PAGE EXCERPT:
--- START ---

Where will your tastebuds take you first - to the Michelin-starred hawker stalls of Singapore or to the sizzling street-side woks of Kuala Lumpur? Our duelling experts make the case for both.
SINGAPORE
By Amy Cooper
They call Singapore "the little red dot", thanks to its microscopic footprint on the map - and that, dear diners, is its secret sauce. Like the smallest drop of the spiciest sambal, the bite-sized city-state packs maximum flavour into minimum mass.
While Kuala Lumpur is merely an amuse bouche for the main course five hours northwards in Malaysia's true food capitals, Penang and Ipoh, Singapore compresses the Malay Peninsula's entire culinary kaleidoscope - Hokkien, Malay, Teochew, Nyonya, Javanese, north and south Indian, Eurasian, Peranakan - into a space traversable in less than 45 minutes.
It starts in that most implausible of places: an airport recognised for great food. I kid you not. Changi just scored World's Best Airport Dining (along with Best Airport) at the World Airport Awards. Before you've shown your passport, you're tempted by 80-plus eateries so good that locals go.
Singapore took street food into the culinary stratosphere. Hawker Chan and Hill Street Tai Hwa Pork Noodle were the world's first Michelin-starred hawker stalls, and several more have earned the big M's Bib Gourmand status. In mega markets like the 42-year-old Newton Centre, Chinatown's Maxwell Centre, Little India's Tekka Centre and Old Airport Road Food Centre you need only follow your nose or the longest queue to find exceptional culinary craft for just a few dollars a plate - from painstakingly prepared sambal belacan to the throw-it-around theatre of fresh roti prata bread to the silky fresh noodles in char kway teow and prawn mee.
Dive into an intoxicating charcoal smoke cloud for a succulent skewer at Lau Pa Sat's "satay street", forage the Arab Quarter's laneways for babaganoush and kebabs, Chinatown's passageways for Hainanese chicken rice, or curries on banana leaves amid Little India's temples.
Forage the Arab Quarter's laneways for babaganoush and kebabs, and Chinatown's passageways for Hainanese chicken rice.
Hawker food is such a national treasure that Singaporean author Kevin Kwan was only half joking in Crazy Rich Asians when he wrote about locals having fistfights over the supremacy of their favourite stalls, and Singapore hawker culture is on UNESCO's Intangible Cultural Heritage List.
If you prefer your fine-dining with a comfy seat and air-con, a stellar line-up includes Candlenut, the world's first Michelin-starred Peranakan restaurant, and Labyrinth's epic degustation with 80 per cent sourced from the city's farms.
Of course, this epicurean city has an eponymous cocktail, and you can still sip a superb Singapore Sling at Raffles Hotel's famous Long Bar, or discover why Jigger & Pony, Manhattan and Atlas bars are frequent flyers on the World's 50 Best Bars List. No wonder the UN just named Singapore Asia's happiest country. As Kwan also said: "There is nothing in the world that good food cannot fix."
KUALA LUMPUR
By Mal Chenu
Possibly the world's worst-named capital city (it means "muddy river confluence" in Malay), Kuala Lumpur more than makes up for this riparian PR fail with some of the best tucker available anywhere.

--- END ---

INSTRUCTION 1: Summarize the article on Singapore and Kuala Lumpur food in two sentences.
INSTRUCTION 2: Copy out everything in the listing from the line that contains "For each instance of the white drawer" down to the line that contains "For each instance of the white window", including both of those lines.

THE DATA:
--- START ---

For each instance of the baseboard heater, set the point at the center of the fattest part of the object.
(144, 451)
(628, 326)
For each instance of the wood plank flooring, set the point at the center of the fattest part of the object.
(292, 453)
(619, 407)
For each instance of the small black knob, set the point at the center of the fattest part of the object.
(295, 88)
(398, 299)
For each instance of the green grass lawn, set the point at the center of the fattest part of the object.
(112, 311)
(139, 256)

--- END ---
--- START ---

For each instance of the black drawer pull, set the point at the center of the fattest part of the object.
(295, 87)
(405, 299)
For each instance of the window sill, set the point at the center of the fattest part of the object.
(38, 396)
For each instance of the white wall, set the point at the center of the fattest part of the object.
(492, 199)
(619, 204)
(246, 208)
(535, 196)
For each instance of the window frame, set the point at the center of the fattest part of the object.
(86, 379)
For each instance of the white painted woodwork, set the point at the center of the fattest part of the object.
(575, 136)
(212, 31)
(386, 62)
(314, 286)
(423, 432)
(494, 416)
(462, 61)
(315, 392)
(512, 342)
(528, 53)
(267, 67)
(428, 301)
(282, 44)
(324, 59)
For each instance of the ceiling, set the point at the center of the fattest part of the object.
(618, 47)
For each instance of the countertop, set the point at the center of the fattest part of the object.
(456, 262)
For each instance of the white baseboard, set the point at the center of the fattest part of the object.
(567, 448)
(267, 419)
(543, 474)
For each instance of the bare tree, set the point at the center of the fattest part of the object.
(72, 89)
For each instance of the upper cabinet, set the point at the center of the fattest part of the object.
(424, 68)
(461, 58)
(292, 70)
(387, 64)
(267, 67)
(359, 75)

--- END ---
--- START ---

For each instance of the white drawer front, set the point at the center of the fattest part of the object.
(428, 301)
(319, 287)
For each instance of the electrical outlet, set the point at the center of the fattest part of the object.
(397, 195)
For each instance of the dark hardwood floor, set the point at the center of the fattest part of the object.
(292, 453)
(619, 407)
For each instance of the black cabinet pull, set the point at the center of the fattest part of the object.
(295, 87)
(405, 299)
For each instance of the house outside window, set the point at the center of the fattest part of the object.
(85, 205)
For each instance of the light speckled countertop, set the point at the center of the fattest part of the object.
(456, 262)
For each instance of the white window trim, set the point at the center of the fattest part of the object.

--- END ---

FULL RESPONSE 1: Two writers make competing cases for Singapore and Kuala Lumpur as food destinations. Amy Cooper argues for Singapore because it packs many cuisines into a small city, has award-winning airport dining, Michelin-starred hawker stalls, a hawker culture on UNESCO's heritage list, and acclaimed restaurants and bars, while Mal Chenu says Kuala Lumpur makes up for its unflattering name with some of the best food available anywhere.

FULL RESPONSE 2:
For each instance of the white drawer front, set the point at the center of the fattest part of the object.
(428, 301)
(319, 287)
For each instance of the electrical outlet, set the point at the center of the fattest part of the object.
(397, 195)
For each instance of the dark hardwood floor, set the point at the center of the fattest part of the object.
(292, 453)
(619, 407)
For each instance of the black cabinet pull, set the point at the center of the fattest part of the object.
(295, 87)
(405, 299)
For each instance of the house outside window, set the point at the center of the fattest part of the object.
(85, 205)
For each instance of the light speckled countertop, set the point at the center of the fattest part of the object.
(456, 262)
For each instance of the white window trim, set the point at the center of the fattest part of the object.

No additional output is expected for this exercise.